* START DATA LINES *

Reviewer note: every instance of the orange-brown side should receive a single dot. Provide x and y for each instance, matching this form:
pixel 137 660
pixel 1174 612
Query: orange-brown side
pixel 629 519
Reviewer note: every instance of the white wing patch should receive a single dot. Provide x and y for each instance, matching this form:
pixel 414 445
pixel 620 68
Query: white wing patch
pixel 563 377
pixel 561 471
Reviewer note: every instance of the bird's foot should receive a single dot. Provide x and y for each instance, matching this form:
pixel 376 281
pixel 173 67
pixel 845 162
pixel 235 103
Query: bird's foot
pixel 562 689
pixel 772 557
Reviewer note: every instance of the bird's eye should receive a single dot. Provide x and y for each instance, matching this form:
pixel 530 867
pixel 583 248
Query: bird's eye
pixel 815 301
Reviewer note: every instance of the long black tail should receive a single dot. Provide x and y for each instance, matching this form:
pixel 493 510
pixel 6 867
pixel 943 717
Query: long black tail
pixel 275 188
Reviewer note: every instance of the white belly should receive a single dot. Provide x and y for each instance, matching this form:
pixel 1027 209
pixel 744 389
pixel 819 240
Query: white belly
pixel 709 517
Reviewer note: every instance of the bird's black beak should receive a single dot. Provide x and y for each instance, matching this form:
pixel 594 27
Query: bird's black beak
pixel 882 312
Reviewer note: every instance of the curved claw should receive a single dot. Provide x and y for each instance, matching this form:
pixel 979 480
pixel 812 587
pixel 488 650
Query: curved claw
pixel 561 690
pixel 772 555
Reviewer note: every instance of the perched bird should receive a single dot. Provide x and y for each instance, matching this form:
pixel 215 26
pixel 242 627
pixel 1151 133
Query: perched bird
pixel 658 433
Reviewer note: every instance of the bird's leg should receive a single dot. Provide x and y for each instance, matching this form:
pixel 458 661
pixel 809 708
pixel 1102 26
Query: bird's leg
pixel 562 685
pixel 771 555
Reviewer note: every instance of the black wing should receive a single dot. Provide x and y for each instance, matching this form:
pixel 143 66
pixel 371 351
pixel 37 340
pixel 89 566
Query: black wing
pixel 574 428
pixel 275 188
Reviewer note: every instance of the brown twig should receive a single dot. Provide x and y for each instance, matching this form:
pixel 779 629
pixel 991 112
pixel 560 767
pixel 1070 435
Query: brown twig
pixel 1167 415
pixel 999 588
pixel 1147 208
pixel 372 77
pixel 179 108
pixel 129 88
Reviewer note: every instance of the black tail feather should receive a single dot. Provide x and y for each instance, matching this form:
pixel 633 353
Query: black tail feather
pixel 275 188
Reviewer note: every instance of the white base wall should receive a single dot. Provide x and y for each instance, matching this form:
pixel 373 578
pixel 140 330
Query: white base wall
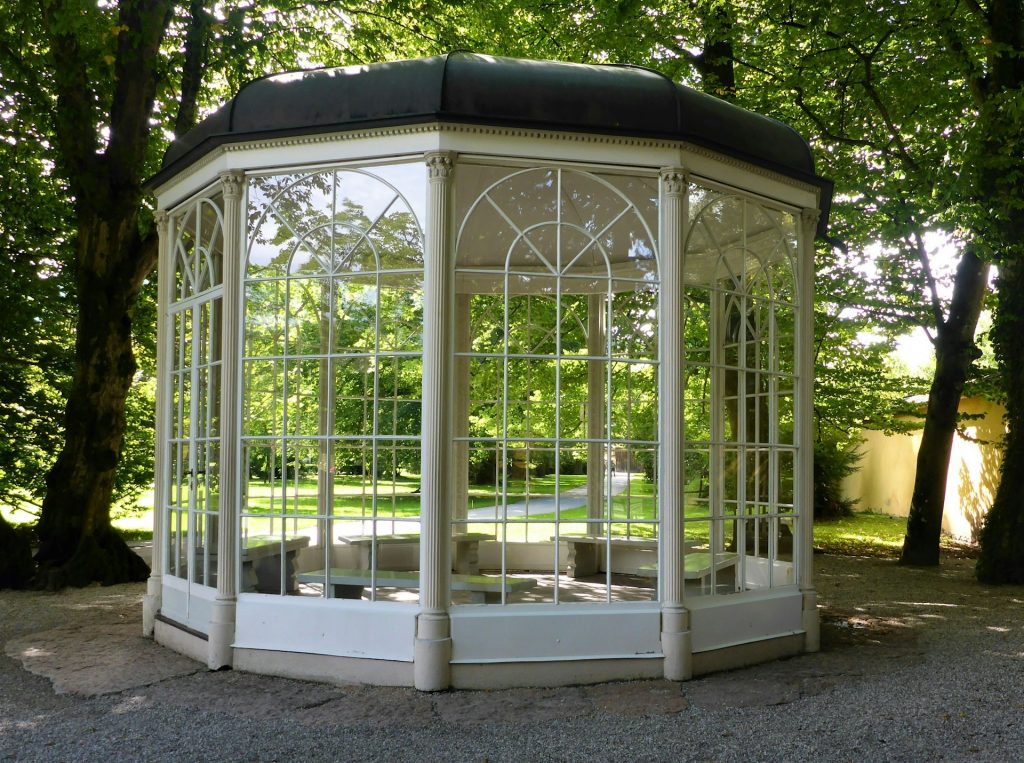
pixel 190 605
pixel 333 627
pixel 722 622
pixel 540 632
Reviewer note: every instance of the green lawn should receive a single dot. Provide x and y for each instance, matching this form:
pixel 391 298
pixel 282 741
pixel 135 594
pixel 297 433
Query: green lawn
pixel 863 534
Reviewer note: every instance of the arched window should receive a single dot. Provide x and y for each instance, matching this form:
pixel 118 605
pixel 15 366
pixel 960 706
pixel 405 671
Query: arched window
pixel 556 283
pixel 740 381
pixel 332 368
pixel 193 469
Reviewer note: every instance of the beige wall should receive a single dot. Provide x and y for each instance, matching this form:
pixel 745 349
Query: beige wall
pixel 885 480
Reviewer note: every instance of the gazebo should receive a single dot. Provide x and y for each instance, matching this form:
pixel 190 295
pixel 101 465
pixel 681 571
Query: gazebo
pixel 480 372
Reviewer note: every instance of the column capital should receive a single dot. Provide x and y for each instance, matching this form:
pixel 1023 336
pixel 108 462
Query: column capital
pixel 809 216
pixel 439 164
pixel 230 183
pixel 675 180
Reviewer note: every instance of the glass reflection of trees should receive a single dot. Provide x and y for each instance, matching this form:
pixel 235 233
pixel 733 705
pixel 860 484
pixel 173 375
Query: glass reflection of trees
pixel 333 351
pixel 194 446
pixel 559 273
pixel 740 322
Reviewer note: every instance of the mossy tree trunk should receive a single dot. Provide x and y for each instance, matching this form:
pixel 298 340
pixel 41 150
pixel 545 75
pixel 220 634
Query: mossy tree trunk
pixel 1001 558
pixel 1000 199
pixel 77 543
pixel 954 353
pixel 113 256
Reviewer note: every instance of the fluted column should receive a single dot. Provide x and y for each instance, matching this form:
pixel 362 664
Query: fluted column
pixel 676 642
pixel 804 478
pixel 463 343
pixel 433 634
pixel 596 375
pixel 165 294
pixel 222 615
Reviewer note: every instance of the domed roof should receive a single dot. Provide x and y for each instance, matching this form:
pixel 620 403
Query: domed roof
pixel 472 88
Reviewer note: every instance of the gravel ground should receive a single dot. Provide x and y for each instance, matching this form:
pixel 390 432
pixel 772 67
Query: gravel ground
pixel 915 666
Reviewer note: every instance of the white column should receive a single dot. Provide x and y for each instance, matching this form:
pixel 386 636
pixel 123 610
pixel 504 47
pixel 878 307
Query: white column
pixel 804 478
pixel 676 642
pixel 165 295
pixel 463 343
pixel 433 632
pixel 222 615
pixel 596 374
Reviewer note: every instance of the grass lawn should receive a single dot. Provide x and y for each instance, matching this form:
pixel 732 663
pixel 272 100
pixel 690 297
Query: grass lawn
pixel 863 534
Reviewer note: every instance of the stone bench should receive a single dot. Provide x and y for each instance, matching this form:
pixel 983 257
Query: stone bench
pixel 697 565
pixel 584 556
pixel 348 584
pixel 261 562
pixel 467 548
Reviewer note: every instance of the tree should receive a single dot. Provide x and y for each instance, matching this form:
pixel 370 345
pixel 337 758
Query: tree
pixel 102 86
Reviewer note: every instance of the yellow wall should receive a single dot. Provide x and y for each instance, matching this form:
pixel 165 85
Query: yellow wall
pixel 885 480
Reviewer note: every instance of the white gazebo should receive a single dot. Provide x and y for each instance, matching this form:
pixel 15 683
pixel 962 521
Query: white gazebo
pixel 478 372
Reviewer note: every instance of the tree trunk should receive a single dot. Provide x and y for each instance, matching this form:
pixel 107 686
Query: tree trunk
pixel 1001 557
pixel 954 352
pixel 78 545
pixel 15 557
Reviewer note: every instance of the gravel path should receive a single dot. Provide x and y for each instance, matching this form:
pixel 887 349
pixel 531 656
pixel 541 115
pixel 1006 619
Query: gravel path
pixel 915 666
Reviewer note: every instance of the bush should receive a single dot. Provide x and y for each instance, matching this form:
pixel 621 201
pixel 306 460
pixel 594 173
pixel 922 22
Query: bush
pixel 16 566
pixel 834 461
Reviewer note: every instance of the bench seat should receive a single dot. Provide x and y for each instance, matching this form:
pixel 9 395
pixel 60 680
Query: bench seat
pixel 697 565
pixel 584 557
pixel 348 584
pixel 467 547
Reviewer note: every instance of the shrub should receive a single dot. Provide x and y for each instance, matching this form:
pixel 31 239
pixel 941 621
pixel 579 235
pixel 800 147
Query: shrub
pixel 835 460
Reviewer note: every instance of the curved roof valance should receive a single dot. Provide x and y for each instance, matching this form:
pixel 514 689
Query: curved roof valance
pixel 472 88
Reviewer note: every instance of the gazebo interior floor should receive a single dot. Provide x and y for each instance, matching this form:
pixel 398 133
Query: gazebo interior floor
pixel 592 589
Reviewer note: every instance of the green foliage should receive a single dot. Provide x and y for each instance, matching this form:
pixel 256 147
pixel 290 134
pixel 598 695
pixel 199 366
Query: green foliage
pixel 834 461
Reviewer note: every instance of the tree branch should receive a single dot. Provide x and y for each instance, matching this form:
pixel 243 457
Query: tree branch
pixel 926 264
pixel 75 118
pixel 142 26
pixel 197 45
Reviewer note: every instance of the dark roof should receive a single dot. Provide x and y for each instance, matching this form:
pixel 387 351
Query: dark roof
pixel 472 88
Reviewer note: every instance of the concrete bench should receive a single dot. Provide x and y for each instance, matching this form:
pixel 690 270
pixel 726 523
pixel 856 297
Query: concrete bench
pixel 585 555
pixel 467 548
pixel 261 562
pixel 348 584
pixel 697 565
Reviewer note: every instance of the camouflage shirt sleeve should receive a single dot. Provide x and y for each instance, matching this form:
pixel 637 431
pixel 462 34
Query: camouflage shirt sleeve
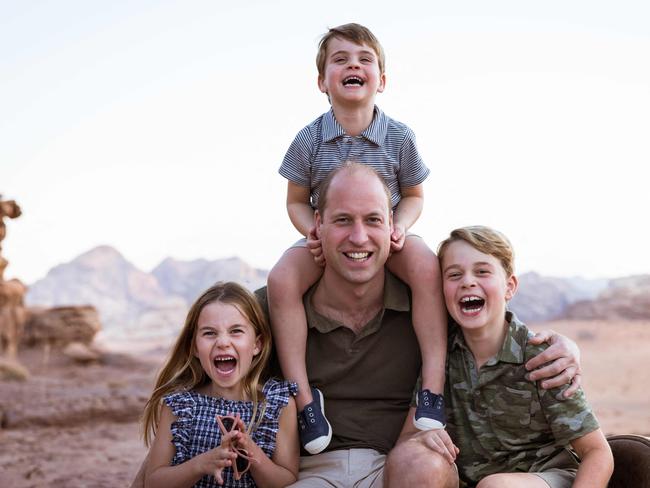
pixel 568 418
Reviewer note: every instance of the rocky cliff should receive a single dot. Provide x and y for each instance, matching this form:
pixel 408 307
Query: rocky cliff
pixel 129 300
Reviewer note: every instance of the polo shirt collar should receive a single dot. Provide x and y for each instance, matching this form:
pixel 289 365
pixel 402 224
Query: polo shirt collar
pixel 396 297
pixel 514 344
pixel 376 131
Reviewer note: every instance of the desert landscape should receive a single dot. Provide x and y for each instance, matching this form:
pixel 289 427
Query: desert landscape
pixel 76 425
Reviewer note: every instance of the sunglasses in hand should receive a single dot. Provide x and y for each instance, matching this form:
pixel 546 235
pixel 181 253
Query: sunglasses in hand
pixel 227 424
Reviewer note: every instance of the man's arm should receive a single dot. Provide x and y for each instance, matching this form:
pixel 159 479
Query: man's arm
pixel 558 365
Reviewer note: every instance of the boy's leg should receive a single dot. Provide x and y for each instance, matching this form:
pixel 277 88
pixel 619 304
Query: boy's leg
pixel 288 281
pixel 418 266
pixel 519 480
pixel 412 463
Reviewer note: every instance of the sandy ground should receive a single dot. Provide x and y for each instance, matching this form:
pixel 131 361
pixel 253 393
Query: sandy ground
pixel 77 426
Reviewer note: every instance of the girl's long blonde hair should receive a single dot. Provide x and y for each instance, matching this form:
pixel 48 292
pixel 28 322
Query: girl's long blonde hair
pixel 183 370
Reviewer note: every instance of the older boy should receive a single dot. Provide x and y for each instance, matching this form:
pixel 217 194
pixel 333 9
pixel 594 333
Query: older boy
pixel 509 431
pixel 351 72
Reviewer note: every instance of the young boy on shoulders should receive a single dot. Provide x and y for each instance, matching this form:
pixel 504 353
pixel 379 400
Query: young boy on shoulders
pixel 510 431
pixel 350 64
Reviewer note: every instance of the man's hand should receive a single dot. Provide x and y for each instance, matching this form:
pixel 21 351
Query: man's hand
pixel 438 441
pixel 397 238
pixel 314 246
pixel 558 365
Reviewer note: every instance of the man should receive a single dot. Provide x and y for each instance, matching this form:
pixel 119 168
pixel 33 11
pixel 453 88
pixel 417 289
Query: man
pixel 363 354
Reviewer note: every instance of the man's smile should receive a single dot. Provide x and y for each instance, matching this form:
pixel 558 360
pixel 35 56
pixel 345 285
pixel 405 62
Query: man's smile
pixel 358 255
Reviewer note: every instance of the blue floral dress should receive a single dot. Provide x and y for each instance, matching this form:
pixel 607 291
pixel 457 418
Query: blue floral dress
pixel 196 430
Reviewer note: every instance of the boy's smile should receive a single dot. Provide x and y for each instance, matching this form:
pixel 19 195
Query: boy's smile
pixel 475 287
pixel 351 73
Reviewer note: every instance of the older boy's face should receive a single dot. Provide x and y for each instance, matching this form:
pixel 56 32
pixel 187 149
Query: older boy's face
pixel 475 286
pixel 351 73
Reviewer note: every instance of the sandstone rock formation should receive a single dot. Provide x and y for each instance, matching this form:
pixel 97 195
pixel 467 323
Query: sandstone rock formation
pixel 12 292
pixel 60 326
pixel 541 298
pixel 131 302
pixel 626 298
pixel 12 315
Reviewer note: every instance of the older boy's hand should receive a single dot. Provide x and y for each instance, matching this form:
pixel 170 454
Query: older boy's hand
pixel 438 441
pixel 397 238
pixel 314 246
pixel 560 363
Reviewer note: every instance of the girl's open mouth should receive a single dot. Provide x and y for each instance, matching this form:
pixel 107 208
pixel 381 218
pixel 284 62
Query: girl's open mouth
pixel 225 364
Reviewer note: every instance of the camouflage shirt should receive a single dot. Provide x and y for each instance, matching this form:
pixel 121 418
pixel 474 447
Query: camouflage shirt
pixel 502 422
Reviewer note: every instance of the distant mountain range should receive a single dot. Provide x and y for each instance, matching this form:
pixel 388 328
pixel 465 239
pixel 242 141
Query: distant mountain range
pixel 131 301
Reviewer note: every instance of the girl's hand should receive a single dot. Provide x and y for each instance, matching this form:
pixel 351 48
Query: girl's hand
pixel 314 246
pixel 215 460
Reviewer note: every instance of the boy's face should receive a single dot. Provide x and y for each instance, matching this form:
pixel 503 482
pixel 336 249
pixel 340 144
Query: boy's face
pixel 351 73
pixel 475 286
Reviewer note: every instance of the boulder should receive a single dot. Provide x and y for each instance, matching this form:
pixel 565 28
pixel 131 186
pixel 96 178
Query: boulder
pixel 60 326
pixel 81 353
pixel 13 371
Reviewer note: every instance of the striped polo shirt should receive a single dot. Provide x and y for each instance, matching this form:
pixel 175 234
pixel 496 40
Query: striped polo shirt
pixel 387 145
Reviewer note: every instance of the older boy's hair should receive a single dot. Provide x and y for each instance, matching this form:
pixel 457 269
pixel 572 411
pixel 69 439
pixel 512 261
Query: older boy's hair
pixel 350 167
pixel 354 33
pixel 485 240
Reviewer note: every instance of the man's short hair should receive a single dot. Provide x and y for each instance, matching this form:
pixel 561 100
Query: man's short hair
pixel 354 33
pixel 485 240
pixel 350 167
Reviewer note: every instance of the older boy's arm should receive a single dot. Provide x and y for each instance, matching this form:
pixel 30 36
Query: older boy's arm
pixel 596 460
pixel 407 212
pixel 563 358
pixel 300 212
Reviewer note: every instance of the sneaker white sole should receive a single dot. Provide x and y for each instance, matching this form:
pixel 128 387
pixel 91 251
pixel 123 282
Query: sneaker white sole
pixel 427 424
pixel 320 443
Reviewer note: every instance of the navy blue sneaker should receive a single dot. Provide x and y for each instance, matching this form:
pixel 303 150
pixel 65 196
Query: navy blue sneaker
pixel 314 429
pixel 429 411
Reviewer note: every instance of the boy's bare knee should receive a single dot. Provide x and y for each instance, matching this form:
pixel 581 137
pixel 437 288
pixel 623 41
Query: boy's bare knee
pixel 492 481
pixel 412 464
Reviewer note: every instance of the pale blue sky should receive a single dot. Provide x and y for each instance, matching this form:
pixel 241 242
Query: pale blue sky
pixel 158 127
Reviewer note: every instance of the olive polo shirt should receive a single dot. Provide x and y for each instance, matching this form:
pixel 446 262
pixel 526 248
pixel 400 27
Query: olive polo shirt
pixel 502 422
pixel 367 379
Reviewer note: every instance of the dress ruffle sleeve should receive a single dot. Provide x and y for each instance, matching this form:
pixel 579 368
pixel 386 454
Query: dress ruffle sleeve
pixel 277 395
pixel 182 405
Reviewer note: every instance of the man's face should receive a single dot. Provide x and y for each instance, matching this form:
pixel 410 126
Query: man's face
pixel 355 227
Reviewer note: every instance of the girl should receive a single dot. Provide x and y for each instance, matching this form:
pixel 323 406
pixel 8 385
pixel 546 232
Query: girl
pixel 209 390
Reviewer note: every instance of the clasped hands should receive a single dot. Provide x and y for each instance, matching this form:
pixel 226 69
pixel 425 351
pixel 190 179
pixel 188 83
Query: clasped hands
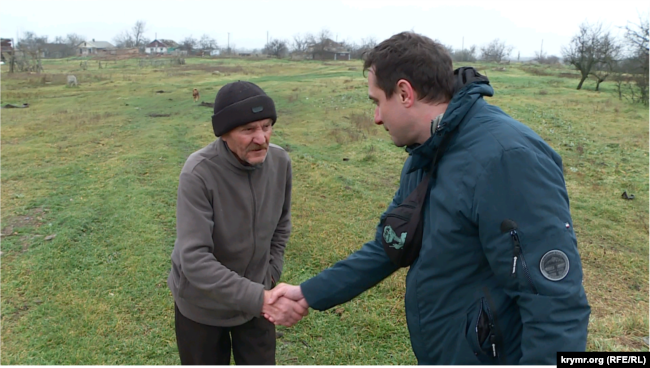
pixel 284 305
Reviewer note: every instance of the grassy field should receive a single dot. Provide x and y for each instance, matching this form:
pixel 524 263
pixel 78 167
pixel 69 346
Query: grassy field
pixel 93 167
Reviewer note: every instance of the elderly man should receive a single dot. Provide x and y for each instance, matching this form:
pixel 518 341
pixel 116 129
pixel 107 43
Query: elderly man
pixel 233 220
pixel 495 276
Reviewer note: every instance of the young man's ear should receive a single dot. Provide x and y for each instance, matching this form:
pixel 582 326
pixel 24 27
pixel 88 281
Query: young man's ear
pixel 405 92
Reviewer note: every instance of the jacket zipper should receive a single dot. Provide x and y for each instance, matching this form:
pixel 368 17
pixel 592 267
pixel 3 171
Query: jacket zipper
pixel 496 335
pixel 519 254
pixel 397 216
pixel 250 184
pixel 492 336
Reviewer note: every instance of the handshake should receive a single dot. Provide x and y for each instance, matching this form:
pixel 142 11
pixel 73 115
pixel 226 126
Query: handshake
pixel 284 305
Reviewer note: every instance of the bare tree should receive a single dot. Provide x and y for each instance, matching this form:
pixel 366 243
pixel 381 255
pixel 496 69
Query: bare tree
pixel 277 48
pixel 592 48
pixel 31 48
pixel 465 55
pixel 137 33
pixel 636 37
pixel 124 40
pixel 607 54
pixel 207 43
pixel 300 42
pixel 496 50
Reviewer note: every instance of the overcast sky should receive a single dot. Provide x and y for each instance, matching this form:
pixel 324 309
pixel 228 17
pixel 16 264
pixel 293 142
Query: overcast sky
pixel 522 24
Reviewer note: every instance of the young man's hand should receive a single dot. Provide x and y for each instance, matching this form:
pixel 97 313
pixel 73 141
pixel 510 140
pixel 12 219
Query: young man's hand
pixel 284 305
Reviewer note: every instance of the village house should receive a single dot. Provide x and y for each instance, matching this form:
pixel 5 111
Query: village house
pixel 328 50
pixel 94 47
pixel 161 47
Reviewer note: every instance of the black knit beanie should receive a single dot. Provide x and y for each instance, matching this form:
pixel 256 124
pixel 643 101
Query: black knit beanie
pixel 240 103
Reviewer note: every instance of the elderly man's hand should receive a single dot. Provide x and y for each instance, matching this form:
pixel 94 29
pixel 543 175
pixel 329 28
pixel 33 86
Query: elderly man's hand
pixel 282 310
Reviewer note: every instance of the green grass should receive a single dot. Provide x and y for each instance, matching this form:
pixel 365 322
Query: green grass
pixel 89 165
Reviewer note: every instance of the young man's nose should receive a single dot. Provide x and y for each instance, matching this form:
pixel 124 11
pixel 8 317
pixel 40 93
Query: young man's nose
pixel 259 138
pixel 378 120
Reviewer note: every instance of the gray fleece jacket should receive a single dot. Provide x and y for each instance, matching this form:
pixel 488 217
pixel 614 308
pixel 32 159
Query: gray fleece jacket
pixel 232 224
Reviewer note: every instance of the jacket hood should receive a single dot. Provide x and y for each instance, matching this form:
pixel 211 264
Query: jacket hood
pixel 470 86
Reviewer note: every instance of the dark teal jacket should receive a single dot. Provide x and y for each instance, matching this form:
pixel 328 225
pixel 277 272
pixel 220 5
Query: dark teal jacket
pixel 499 278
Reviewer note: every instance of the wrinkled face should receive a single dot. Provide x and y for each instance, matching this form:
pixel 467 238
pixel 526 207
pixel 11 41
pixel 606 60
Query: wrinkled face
pixel 250 142
pixel 390 113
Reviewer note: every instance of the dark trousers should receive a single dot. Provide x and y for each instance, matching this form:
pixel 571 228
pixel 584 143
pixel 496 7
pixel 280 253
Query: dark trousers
pixel 252 343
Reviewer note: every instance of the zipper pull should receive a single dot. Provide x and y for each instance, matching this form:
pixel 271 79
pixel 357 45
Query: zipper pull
pixel 516 253
pixel 494 345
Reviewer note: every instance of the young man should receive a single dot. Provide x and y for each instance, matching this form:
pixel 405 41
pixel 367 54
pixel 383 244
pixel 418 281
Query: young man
pixel 498 279
pixel 233 220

* END DATA LINES *

Reproduce exactly the line containing "Reviewer note: every instance of the dark teal" and every line after it through the end of the records above, and nothing else.

Reviewer note: every instance of the dark teal jacket should receive a single dot. Provide x and y for each instance, matching this form:
pixel 328 225
pixel 277 272
pixel 220 5
Query: dark teal jacket
pixel 499 278
Reviewer note: every instance of the wrinkled face should receive a single dot. Provide x and y for each instance, matching this form:
pixel 467 238
pixel 526 207
pixel 11 41
pixel 606 60
Query: wrinkled face
pixel 250 142
pixel 390 113
Reviewer note: every instance of the dark trousers should receive a single dot. Provide x and y for each instance, matching this form:
pixel 571 228
pixel 584 143
pixel 496 7
pixel 280 253
Query: dark trousers
pixel 252 343
Reviewer note: every instance of the zipper pull should receive a single dot. Provide x and y for each instance, matching this form:
pixel 271 79
pixel 357 45
Query: zipper pull
pixel 516 253
pixel 494 345
Reviewer note: every instance of the young man should receive a single dot. Provide x and y for each instance, matching this form:
pixel 405 41
pixel 367 54
pixel 383 244
pixel 418 281
Query: young man
pixel 498 279
pixel 233 220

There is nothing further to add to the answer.